■ **The exercise**
Please repeat every line of the rows below verbatim, leaving out the pictures.

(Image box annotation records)
☆ ☆ ☆ ☆ ☆
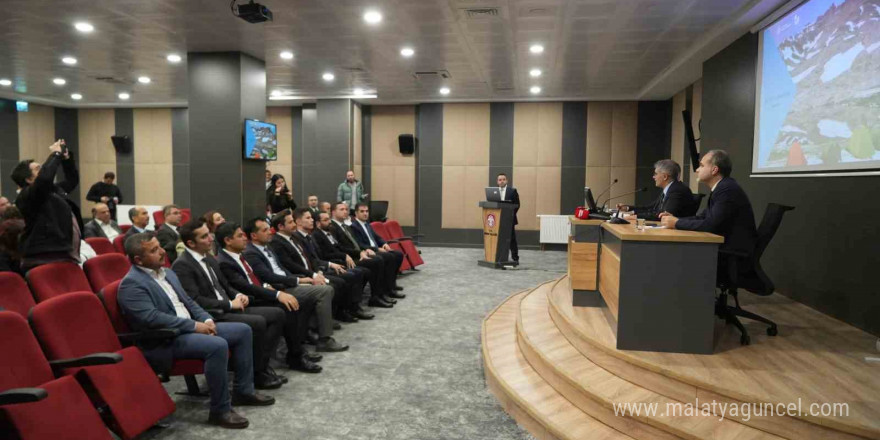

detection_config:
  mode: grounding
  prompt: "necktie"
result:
[202,257,229,300]
[340,224,361,252]
[238,255,260,286]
☆ ☆ ☆ ☆ ☆
■ **Answer for this exercise**
detection_config:
  mode: grounding
  prompt: "necktie"
result:
[202,257,229,300]
[340,224,361,252]
[238,255,260,286]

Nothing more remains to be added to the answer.